We will implement a small neural network (**without quantisation**) and train it on the MNIST dataset:

In [None]:
# Load Fashion-MNIST dataset
fashion_mnist = keras.datasets.fashion_mnist
(train_images, train_labels), (test_images, test_labels) = fashion_mnist.load_data()


# Normalize the input image so that each pixel value is between 0 to 1
train_images = train_images / 255.0
test_images = test_images / 255.0


# Define the model architecture
model = keras.Sequential([
  keras.layers.InputLayer(input_shape=(28, 28)),
  keras.layers.Reshape(target_shape=(28, 28, 1)),
  keras.layers.Conv2D(filters=12, kernel_size=(3, 3), activation='relu'),
  keras.layers.MaxPooling2D(pool_size=(2, 2)),
  keras.layers.Flatten(),
  keras.layers.Dense(10)
])


# Train the digit classification model
# We have to compile the model first (TensorFlow & Keras typical procedure)
# Your code here

# Let's print the model summary (the structure of our model)

* Data block *

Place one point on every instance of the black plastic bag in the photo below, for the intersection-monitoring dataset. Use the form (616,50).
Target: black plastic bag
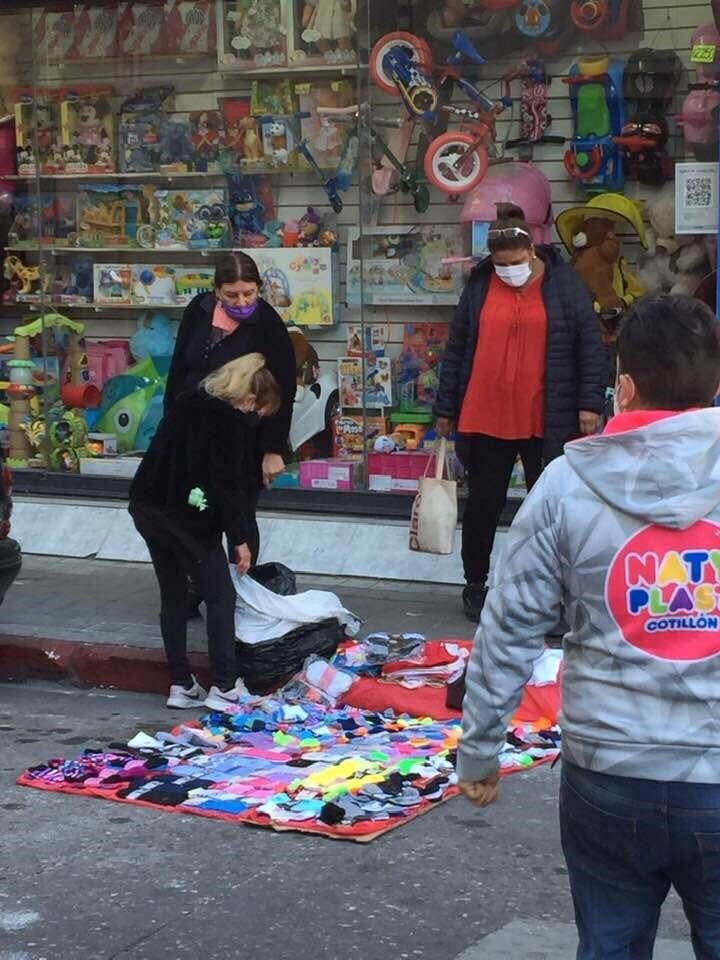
(268,665)
(276,577)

* Objective *
In the code excerpt, how many filters does the Conv2D layer use? The data has nothing to do with the code excerpt.

* Output of the exercise *
12